● **Exercise**:
Pull out each line of the entries below that contains the word "construction".

● **Exercise data**:

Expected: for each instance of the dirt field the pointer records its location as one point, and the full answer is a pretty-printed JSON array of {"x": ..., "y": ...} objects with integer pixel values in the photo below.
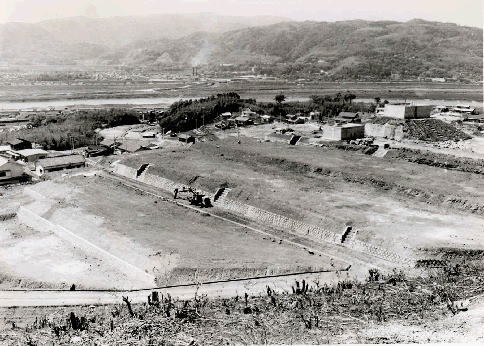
[
  {"x": 166, "y": 241},
  {"x": 392, "y": 203}
]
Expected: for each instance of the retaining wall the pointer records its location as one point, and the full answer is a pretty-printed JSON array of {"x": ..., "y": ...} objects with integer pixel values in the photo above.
[
  {"x": 139, "y": 276},
  {"x": 269, "y": 218},
  {"x": 251, "y": 212},
  {"x": 384, "y": 131}
]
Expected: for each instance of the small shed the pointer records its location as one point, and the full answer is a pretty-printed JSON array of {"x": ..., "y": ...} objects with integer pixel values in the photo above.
[
  {"x": 19, "y": 144},
  {"x": 58, "y": 163},
  {"x": 243, "y": 121},
  {"x": 31, "y": 155},
  {"x": 186, "y": 138},
  {"x": 99, "y": 150},
  {"x": 12, "y": 172},
  {"x": 149, "y": 134},
  {"x": 348, "y": 117},
  {"x": 226, "y": 115}
]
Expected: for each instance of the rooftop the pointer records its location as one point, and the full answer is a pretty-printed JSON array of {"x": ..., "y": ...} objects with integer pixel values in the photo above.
[
  {"x": 30, "y": 152},
  {"x": 61, "y": 161}
]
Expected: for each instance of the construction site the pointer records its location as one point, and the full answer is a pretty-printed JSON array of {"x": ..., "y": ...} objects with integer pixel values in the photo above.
[{"x": 253, "y": 210}]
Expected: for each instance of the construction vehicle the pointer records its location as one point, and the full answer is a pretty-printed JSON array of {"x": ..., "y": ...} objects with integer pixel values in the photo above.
[{"x": 193, "y": 196}]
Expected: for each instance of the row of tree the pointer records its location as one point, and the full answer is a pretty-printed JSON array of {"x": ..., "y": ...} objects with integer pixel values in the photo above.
[{"x": 77, "y": 129}]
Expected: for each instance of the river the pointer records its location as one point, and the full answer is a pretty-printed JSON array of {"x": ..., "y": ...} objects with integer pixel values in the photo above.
[{"x": 166, "y": 101}]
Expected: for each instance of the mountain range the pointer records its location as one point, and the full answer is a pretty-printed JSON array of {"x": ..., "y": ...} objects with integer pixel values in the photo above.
[{"x": 346, "y": 49}]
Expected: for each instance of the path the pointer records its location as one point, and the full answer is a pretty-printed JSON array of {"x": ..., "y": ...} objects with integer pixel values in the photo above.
[{"x": 229, "y": 288}]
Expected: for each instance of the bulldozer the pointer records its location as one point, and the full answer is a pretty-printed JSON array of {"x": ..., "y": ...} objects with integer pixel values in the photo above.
[{"x": 193, "y": 196}]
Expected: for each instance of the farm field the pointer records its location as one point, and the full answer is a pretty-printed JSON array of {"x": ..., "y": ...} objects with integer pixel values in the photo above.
[{"x": 260, "y": 90}]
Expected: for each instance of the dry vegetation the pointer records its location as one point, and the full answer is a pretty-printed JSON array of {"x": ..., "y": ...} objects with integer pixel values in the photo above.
[{"x": 350, "y": 311}]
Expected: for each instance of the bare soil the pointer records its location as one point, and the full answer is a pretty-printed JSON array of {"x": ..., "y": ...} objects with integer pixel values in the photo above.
[{"x": 392, "y": 203}]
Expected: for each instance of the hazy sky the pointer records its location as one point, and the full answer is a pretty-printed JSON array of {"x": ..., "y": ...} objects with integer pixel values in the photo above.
[{"x": 464, "y": 12}]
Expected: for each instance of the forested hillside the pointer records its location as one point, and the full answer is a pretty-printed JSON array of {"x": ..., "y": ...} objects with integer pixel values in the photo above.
[{"x": 356, "y": 49}]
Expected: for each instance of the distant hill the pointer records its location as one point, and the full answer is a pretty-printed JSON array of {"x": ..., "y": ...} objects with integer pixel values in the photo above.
[
  {"x": 348, "y": 49},
  {"x": 68, "y": 40},
  {"x": 351, "y": 49}
]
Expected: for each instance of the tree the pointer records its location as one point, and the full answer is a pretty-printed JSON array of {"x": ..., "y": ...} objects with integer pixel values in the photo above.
[{"x": 280, "y": 98}]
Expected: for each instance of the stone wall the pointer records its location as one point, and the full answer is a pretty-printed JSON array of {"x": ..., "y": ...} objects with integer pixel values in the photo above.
[
  {"x": 270, "y": 219},
  {"x": 384, "y": 131}
]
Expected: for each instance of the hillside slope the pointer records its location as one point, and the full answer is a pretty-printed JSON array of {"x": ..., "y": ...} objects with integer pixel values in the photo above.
[
  {"x": 350, "y": 49},
  {"x": 354, "y": 49},
  {"x": 68, "y": 40}
]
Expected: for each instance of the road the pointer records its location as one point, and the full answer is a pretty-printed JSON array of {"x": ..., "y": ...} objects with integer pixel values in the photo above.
[{"x": 225, "y": 289}]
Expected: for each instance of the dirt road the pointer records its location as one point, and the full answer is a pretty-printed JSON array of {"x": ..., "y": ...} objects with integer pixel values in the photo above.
[{"x": 254, "y": 286}]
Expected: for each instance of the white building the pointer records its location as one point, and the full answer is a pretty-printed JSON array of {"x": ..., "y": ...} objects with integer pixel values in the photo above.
[{"x": 405, "y": 111}]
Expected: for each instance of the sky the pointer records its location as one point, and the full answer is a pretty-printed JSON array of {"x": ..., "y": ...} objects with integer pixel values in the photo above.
[{"x": 463, "y": 12}]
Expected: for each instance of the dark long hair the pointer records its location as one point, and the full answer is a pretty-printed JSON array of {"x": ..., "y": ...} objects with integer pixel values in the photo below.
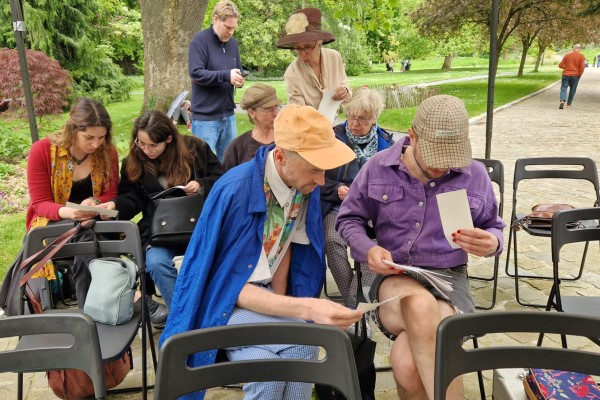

● **Task response**:
Expected: for each instance of the construction site the pointer records its location as one point, and the full answer is a pretty-printed JSON array of {"x": ..., "y": ...} objects with integer pixel values in the photo above.
Expected: for each instance of the construction vehicle the pointer records its location as one point, and the full answer is a pretty-printed JSON array of {"x": ..., "y": ...} objects with integer pixel values in the photo above.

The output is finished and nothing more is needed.